What you are asked to do >> For each statement, decide whether it agrees with the stock market summary below. Answer yes or no, and quote the words from the summary that decide it. 1. The S&P 500's April advance was its best monthly gain since 2020. 2. The April payrolls report is expected to show 100,000 job gains. 3. The 10-year Treasury yield is near 4.38%.

U.S. stocks started May at record highs, with the Nasdaq closing above 25,000 for the first time and the S&P 500 up more than 10% in April, its best monthly gain since 2020. The rally is being supported by strong first-quarter earnings growth of 27.8%, but is facing headwinds from Brent crude above $120, a more hawkish Fed, and the 10-year Treasury yield near 4.38%. Next week’s catalysts include more than 100 S&P 500 earnings reports and the April payrolls report, expected to show 60,000 job gains.

Dataset excerpts >>

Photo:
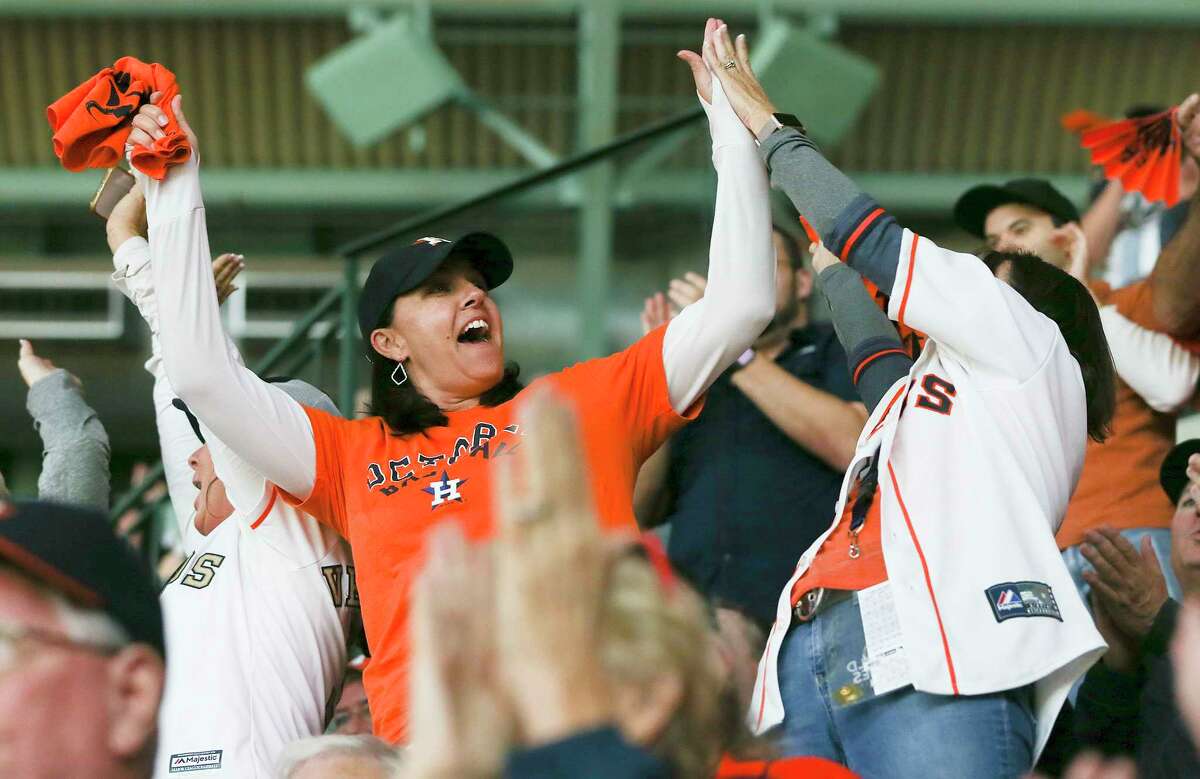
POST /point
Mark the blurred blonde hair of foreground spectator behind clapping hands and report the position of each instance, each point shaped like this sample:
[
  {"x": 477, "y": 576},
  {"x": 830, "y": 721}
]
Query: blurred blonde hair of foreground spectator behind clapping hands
[{"x": 650, "y": 628}]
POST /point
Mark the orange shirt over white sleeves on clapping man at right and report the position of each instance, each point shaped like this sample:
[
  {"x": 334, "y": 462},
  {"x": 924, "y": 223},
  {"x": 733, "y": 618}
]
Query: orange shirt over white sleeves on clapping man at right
[{"x": 1119, "y": 486}]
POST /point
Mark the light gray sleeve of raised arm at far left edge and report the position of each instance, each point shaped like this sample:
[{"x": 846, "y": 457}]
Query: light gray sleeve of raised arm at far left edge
[{"x": 75, "y": 446}]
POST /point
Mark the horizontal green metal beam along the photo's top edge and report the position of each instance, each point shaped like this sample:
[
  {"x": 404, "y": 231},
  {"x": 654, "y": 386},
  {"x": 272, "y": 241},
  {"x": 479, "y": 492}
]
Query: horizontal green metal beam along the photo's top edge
[{"x": 1143, "y": 13}]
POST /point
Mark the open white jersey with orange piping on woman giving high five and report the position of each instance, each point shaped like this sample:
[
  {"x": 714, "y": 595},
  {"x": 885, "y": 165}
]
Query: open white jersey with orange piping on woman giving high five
[{"x": 981, "y": 447}]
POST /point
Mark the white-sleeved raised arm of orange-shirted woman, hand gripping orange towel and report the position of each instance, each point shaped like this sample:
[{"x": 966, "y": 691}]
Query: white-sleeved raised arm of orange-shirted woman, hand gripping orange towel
[{"x": 262, "y": 424}]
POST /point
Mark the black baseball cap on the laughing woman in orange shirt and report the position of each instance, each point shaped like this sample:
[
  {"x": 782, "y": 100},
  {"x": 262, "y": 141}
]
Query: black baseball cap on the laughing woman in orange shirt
[{"x": 406, "y": 268}]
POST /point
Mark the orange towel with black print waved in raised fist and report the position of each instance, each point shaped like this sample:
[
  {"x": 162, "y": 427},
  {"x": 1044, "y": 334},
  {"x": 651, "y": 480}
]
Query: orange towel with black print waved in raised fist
[{"x": 93, "y": 122}]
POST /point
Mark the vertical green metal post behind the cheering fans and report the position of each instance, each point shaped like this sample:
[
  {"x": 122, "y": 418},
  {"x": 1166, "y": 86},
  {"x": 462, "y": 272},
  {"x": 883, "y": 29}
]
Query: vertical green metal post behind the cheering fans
[{"x": 599, "y": 49}]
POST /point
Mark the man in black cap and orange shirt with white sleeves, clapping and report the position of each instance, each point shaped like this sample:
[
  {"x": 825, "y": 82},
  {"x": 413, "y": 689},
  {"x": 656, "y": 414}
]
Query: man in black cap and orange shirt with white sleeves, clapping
[{"x": 1157, "y": 375}]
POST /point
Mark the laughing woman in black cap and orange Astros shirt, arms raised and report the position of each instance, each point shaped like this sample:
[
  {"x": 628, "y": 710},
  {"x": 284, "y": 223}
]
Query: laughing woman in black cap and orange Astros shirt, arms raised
[{"x": 442, "y": 393}]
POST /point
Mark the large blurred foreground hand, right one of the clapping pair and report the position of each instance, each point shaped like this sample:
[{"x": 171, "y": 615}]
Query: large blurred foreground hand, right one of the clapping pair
[{"x": 550, "y": 579}]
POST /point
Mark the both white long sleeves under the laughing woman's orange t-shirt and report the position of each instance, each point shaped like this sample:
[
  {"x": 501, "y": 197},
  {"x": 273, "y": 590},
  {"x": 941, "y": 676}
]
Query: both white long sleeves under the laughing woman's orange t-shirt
[{"x": 273, "y": 434}]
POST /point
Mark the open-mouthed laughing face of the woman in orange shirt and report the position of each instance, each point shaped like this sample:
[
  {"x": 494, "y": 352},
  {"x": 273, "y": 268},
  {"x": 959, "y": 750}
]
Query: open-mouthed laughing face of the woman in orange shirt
[{"x": 449, "y": 334}]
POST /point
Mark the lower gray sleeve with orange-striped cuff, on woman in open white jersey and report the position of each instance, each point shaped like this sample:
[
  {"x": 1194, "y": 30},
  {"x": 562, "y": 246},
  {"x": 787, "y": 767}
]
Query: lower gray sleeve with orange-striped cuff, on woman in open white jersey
[{"x": 874, "y": 351}]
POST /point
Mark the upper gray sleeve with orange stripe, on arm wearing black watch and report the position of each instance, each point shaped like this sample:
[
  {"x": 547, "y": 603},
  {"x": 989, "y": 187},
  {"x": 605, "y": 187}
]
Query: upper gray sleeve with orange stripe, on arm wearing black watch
[{"x": 851, "y": 225}]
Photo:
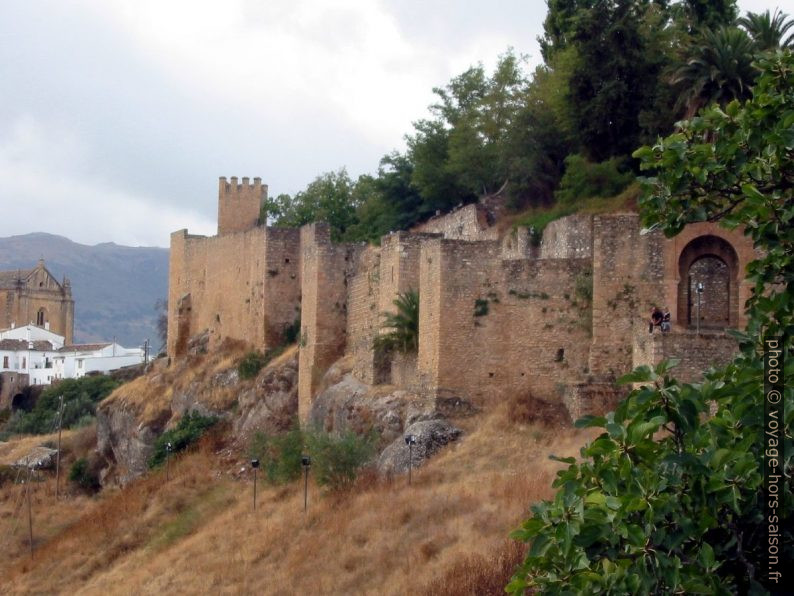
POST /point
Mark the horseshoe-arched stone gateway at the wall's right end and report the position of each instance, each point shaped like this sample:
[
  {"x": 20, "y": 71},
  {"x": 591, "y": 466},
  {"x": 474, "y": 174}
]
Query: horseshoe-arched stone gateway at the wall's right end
[{"x": 710, "y": 264}]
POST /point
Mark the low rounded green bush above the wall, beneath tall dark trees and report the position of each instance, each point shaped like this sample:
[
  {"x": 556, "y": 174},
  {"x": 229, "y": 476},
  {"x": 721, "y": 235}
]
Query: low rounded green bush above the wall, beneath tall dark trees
[{"x": 584, "y": 179}]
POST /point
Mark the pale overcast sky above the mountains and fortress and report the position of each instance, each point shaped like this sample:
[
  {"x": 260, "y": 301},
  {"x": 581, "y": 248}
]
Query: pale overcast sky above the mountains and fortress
[{"x": 118, "y": 116}]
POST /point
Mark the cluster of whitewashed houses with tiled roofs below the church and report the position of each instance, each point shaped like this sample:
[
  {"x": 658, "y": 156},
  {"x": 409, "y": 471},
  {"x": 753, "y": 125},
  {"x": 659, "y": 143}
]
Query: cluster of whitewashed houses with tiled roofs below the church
[{"x": 42, "y": 355}]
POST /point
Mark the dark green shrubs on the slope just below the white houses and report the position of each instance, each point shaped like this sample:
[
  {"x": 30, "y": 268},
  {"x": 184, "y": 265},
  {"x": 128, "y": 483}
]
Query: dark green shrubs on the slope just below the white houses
[{"x": 80, "y": 399}]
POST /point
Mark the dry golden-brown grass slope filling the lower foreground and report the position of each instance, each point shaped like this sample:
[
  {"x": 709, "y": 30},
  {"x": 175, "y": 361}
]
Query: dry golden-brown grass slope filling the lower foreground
[{"x": 197, "y": 532}]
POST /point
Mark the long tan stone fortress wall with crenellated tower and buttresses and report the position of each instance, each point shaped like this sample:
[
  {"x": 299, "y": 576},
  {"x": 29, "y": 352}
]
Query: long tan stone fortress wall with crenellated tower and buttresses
[{"x": 499, "y": 315}]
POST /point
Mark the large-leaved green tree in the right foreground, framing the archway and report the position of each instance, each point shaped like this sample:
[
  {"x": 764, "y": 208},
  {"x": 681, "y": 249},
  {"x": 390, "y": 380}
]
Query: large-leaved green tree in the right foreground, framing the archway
[{"x": 686, "y": 512}]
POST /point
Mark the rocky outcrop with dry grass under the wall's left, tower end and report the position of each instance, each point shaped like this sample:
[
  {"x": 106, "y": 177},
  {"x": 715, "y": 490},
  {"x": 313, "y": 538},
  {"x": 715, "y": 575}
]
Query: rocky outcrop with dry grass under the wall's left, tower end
[{"x": 131, "y": 419}]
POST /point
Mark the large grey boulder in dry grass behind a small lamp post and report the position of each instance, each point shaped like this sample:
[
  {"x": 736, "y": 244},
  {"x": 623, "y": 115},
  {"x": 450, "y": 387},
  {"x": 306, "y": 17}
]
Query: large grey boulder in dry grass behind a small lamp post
[{"x": 431, "y": 436}]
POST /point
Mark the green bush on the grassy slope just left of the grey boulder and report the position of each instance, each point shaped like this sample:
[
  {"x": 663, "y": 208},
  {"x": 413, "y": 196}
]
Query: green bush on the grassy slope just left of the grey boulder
[{"x": 337, "y": 459}]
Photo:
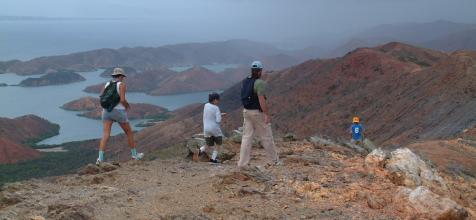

Output for this exercise >>
1. Yes: "the S&P 500 up more than 10% in April, its best monthly gain since 2020"
2. No: "the April payrolls report, expected to show 60,000 job gains"
3. Yes: "the 10-year Treasury yield near 4.38%"